[start]

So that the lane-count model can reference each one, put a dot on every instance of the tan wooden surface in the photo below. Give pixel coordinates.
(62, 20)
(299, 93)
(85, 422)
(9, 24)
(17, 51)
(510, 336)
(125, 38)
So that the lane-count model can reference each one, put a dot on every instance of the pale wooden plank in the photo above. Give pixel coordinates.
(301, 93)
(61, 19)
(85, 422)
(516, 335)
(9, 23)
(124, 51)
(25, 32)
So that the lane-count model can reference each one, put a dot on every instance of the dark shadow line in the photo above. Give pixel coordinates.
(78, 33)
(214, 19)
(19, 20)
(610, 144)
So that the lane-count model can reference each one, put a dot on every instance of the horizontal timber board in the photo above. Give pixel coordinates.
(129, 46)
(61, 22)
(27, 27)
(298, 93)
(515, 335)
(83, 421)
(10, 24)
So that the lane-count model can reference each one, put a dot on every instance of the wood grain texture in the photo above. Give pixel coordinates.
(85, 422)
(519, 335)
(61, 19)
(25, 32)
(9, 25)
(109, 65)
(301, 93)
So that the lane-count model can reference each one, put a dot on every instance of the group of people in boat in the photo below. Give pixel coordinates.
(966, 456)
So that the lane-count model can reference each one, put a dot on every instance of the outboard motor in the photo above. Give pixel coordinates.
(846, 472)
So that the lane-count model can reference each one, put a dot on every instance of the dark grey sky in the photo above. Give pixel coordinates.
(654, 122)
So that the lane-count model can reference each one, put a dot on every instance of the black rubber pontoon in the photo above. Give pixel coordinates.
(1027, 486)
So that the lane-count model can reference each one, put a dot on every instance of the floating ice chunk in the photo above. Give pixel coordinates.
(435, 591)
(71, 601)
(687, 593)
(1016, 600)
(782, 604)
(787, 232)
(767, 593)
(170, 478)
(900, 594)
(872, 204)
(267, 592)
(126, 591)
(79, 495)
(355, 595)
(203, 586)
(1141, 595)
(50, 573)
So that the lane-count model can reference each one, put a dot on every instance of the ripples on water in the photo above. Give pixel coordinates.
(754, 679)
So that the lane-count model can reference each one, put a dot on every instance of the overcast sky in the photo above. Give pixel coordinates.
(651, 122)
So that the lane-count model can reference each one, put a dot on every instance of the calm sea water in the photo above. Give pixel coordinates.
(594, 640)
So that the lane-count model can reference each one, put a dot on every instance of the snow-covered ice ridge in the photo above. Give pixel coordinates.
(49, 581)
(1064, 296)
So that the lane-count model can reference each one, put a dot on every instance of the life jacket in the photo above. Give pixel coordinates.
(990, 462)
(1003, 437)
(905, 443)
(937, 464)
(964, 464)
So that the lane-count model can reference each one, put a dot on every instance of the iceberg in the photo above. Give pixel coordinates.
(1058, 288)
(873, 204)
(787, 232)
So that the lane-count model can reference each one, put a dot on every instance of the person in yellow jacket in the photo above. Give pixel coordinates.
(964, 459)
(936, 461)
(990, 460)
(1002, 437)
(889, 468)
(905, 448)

[end]

● **Task instructions**
Please transcribe all of the rows above, reproducing every line without any change.

● **Complete answer**
So that the lane-count model can reference each one, put a dot on every instance of the tan wooden surface in the photo below. Give pixel coordinates.
(62, 20)
(299, 93)
(85, 422)
(9, 24)
(17, 51)
(510, 336)
(125, 38)
So that the lane-count model can reference each one, put a dot on every instance of the pale wooden plank in the photo above. Give pixel coordinates.
(301, 93)
(61, 19)
(85, 422)
(516, 335)
(9, 23)
(124, 51)
(25, 32)
So that the lane-count model can reference each one, put a dot on every instance of the dark shadow line in the photo above. Give pixel coordinates.
(78, 33)
(214, 19)
(19, 20)
(610, 144)
So that the lane-count model can reference each one, put a dot on every instance of the horizontal timber board in the photo above. Give pixel coordinates.
(129, 46)
(61, 22)
(27, 27)
(298, 93)
(515, 335)
(83, 421)
(10, 24)
So that the lane-count model can reference each one, put a dot on every instance of the wood grain texture in the photo above. Give pixel coordinates.
(85, 422)
(519, 335)
(61, 19)
(25, 32)
(9, 25)
(109, 65)
(301, 93)
So that the lane-count model can reference each one, put a dot on every instance of the group of people in boat in the photo below. Give pixel coordinates.
(966, 456)
So that the lane-count model can reference each one, put a dot on every instance of the outboard motor in the photo above. Give pixel coordinates.
(846, 472)
So that the lane-count model can reference each one, put a dot on every instance of the dark grey sky in the photo above. Give pixel coordinates.
(654, 122)
So that the lane-count model can reference each one, put a dot on every instance of the black rubber pontoon in the photo above. Give pixel coordinates.
(1027, 486)
So that the lane-count model can reference each one, put a dot on every instance of the floating ice chunk in the photo above. Give pixel coordinates.
(435, 591)
(71, 601)
(687, 593)
(1016, 600)
(782, 604)
(787, 232)
(767, 593)
(170, 478)
(900, 594)
(872, 204)
(267, 592)
(126, 591)
(79, 495)
(355, 595)
(203, 586)
(1141, 595)
(50, 573)
So that the lane-count model can reference each one, put a dot on every instance of the ripples on water in the photo above. Give pixel coordinates.
(754, 679)
So that the lane-count model can reference each one, put a dot on every instance of the overcast sky in the photo above. Give pixel coordinates.
(651, 122)
So that the lane-count model can reference each one, put a dot on every instance of the calm sea water in the photo above. Give pixel coordinates.
(594, 640)
So that the lane-count model can reference each one, put a dot on every instance of the snow-covered ice ridge in the photo above. Give pixel coordinates.
(49, 581)
(1064, 296)
So that the lane-count model can reference each one, put a dot on every instance of the life jacket in the photo above. Give pixel coordinates.
(990, 462)
(1003, 437)
(905, 443)
(937, 464)
(964, 464)
So that the lane-count model can reference each one, put a dot on every instance of the iceberg in the photo above. Give pixel coordinates.
(1058, 288)
(873, 204)
(787, 232)
So that the lane-count model can reference each one, put a dot on every instance of the person in yellow jacket in the photo above. Give pixel coordinates.
(964, 459)
(936, 461)
(990, 460)
(1002, 437)
(889, 468)
(905, 448)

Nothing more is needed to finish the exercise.